**REQUISITOS DO EXERCÍCIO:**
**a)** Edite o trecho do relato sobre o homem preso em Belo Horizonte entre "As peculiaridades do" e "Janaúba/MG.", inclusive, trocando "peculiaridades" por "particularidades".
**b)** Continue o relato sobre o homem preso em Belo Horizonte a partir da última frase apresentada.

**TEXTO FORNECIDO:**
..........

*Wagner Dias Ferreira
Certa feita, fui contratado para
atuar na causa de um cidadão da terceira idade, com hábitos exóticos, que foi
preso em Belo Horizonte e levado para o departamento de investigações da
Lagoinha. Tratava-se de um processo antigo, onde com certeza a questão já
deveria estar prescrita ou bem próxima disso. No entanto, o princípio da
legalidade, que muitos confundem com burocracia, necessário para dar segurança
jurídica, e que rege os atos do Estado, estava a exigir uma decisão judicial
que primeiro libertasse o homem para aguardar a solução da querela em liberdade
e depois que desse fim a essa querela.
As peculiaridades do caso o tornam
singular para esse momento de Minas Gerais. Primeiro o fato antigo que gerou
toda a situação processual e a prisão em Belo Horizonte ocorrera na cidade de
Janaúba/MG.
É importante ressaltar que a família
do homem preso não sabia desses fatos antigos. Constituída bem depois dos
acontecimentos nunca souberam antes desta situação. Daí, após combinar o
custeio das despesas e os honorários para a ação emergencial do advogado com
familiares do homem preso, houve o deslocamento até o estabelecimento prisional
para conversar com o homem de hábitos exóticos onde mais informações sobre o
acontecimento antigo foram trazidos ao profissional.
Depois dessa conversa, foi necessário
o deslocamento até a cidade de Janaúba. Após fazer um lanche na própria
rodoviária, o advogado pegou um táxi para saber onde se localizava o Fórum, no
ponto onde há grande oferta de deslocamento para o Projeto Jaíba, o que
desperta a curiosidade, mas não para aquele momento.

..........

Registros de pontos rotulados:
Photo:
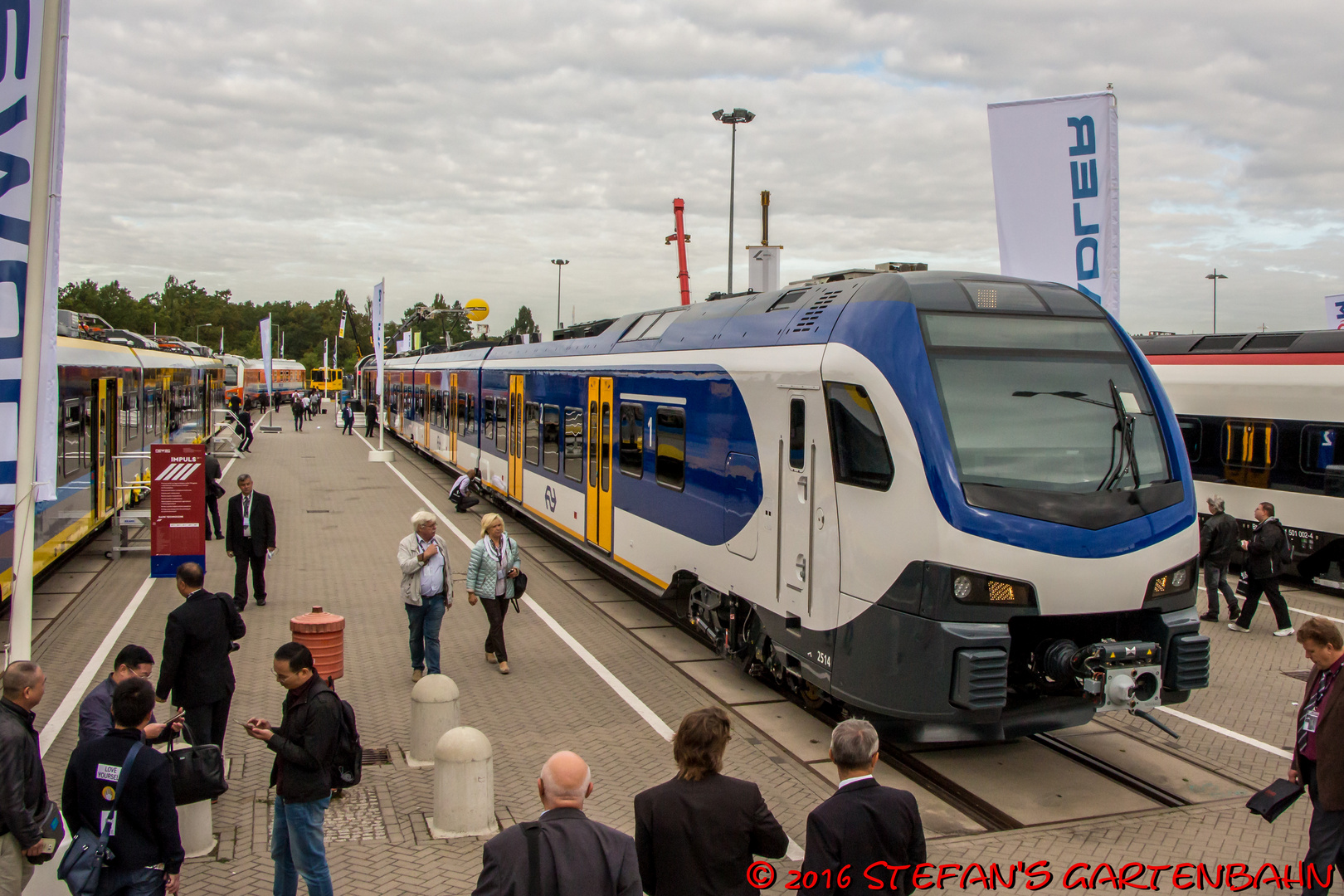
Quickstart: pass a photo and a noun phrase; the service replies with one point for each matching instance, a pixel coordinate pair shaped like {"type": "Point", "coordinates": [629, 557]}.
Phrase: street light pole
{"type": "Point", "coordinates": [735, 117]}
{"type": "Point", "coordinates": [1215, 277]}
{"type": "Point", "coordinates": [559, 269]}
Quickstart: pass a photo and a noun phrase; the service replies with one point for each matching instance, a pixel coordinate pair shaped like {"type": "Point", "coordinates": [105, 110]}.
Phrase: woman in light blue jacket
{"type": "Point", "coordinates": [489, 575]}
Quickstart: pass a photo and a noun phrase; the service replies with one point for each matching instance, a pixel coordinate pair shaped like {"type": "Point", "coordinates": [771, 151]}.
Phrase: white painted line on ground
{"type": "Point", "coordinates": [593, 663]}
{"type": "Point", "coordinates": [1229, 733]}
{"type": "Point", "coordinates": [75, 694]}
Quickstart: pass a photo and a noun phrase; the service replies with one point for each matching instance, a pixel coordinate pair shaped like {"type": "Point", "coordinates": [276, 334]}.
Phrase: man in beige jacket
{"type": "Point", "coordinates": [426, 590]}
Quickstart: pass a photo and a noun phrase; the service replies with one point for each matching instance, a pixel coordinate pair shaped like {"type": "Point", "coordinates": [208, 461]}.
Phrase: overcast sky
{"type": "Point", "coordinates": [286, 149]}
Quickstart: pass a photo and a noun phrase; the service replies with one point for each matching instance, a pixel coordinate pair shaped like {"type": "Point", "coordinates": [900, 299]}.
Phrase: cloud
{"type": "Point", "coordinates": [290, 149]}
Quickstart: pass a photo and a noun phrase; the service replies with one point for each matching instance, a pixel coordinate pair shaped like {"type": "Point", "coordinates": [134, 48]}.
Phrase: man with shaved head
{"type": "Point", "coordinates": [23, 783]}
{"type": "Point", "coordinates": [562, 852]}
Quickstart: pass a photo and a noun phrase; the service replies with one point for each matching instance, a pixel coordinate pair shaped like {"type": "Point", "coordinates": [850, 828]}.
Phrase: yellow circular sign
{"type": "Point", "coordinates": [477, 309]}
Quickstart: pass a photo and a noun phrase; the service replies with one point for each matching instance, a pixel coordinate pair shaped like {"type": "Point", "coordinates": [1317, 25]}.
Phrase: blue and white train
{"type": "Point", "coordinates": [955, 504]}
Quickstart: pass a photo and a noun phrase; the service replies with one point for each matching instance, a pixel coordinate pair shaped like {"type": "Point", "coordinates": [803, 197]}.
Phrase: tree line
{"type": "Point", "coordinates": [184, 309]}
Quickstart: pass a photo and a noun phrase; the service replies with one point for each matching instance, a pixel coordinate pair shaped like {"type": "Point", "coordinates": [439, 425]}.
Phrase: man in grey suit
{"type": "Point", "coordinates": [562, 852]}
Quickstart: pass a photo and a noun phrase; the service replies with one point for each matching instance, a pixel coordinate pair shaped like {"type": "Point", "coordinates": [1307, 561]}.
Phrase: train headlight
{"type": "Point", "coordinates": [986, 590]}
{"type": "Point", "coordinates": [1172, 581]}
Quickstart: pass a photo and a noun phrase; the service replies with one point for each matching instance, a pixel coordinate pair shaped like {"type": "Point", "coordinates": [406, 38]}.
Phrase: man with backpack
{"type": "Point", "coordinates": [305, 746]}
{"type": "Point", "coordinates": [138, 790]}
{"type": "Point", "coordinates": [1268, 553]}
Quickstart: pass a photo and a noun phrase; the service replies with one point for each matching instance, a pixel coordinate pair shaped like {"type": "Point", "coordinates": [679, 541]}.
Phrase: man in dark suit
{"type": "Point", "coordinates": [576, 856]}
{"type": "Point", "coordinates": [195, 670]}
{"type": "Point", "coordinates": [695, 835]}
{"type": "Point", "coordinates": [251, 539]}
{"type": "Point", "coordinates": [869, 828]}
{"type": "Point", "coordinates": [1319, 754]}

..........

**RESPOSTAS ESCRITAS:**
**a)**
As particularidades do caso o tornam
singular para esse momento de Minas Gerais. Primeiro o fato antigo que gerou
toda a situação processual e a prisão em Belo Horizonte ocorrera na cidade de
Janaúba/MG.

**b)**
Chegando ao Fórum da cidade de
Janaúba ainda não eram 7 da manhã. O advogado se sentou em um banco de praça
para observar a movimentação e quiçá conseguir entregar o seu pedido de liberdade
antes das 12 horas, afinal, em BH os pedidos podem ser entregues a partir de 8
horas. Por volta de 7h45, um homem abriu o fórum e entrou cerrando a porta
atrás de si. De forma que com a porta sempre fechada o pedido do advogado
somente pode ser entregue às 12 horas mesmo.
No fim do dia, quando encerraram as
audiências ao entrar no gabinete do juiz para despachar o pedido e tentar
retornar a Belo Horizonte no mesmo dia, qual foi a excelente surpresa do
advogado ao constatar que aquele primeiro servidor público que abrira o fórum
bem cedinho era o juiz. E que ainda trabalhava ali numa jornada que já superava
as 12 horas.
O despacho foi proferido, o alvará
foi entregue e o advogado pôde retornar no mesmo dia. Aquele juiz mostrou ao
advogado que a magistratura tem seus exemplos de dedicação e solidariedade com
os pares, fazendo aumentar o respeito pelo múnus dos magistrados.
Esse caso é contado como um
reconhecimento de que a cidade tem um espírito forte e envolve a todos que nela
se instalam ou a ela convergem. Como fez com aquele juiz. E é este espírito
forte que agora no momento difícil da cidade está a ser observado nas famílias
das vítimas e no heroísmo da professora que deu a vida pelos alunos e de suas
colegas que sofreram queimaduras na luta pela vida.
Eu admiro Janaúba e me solidarizo com
seu povo de quem aprendo a força para viver um nível acima do padrão das
pessoas normais, como eles fazem.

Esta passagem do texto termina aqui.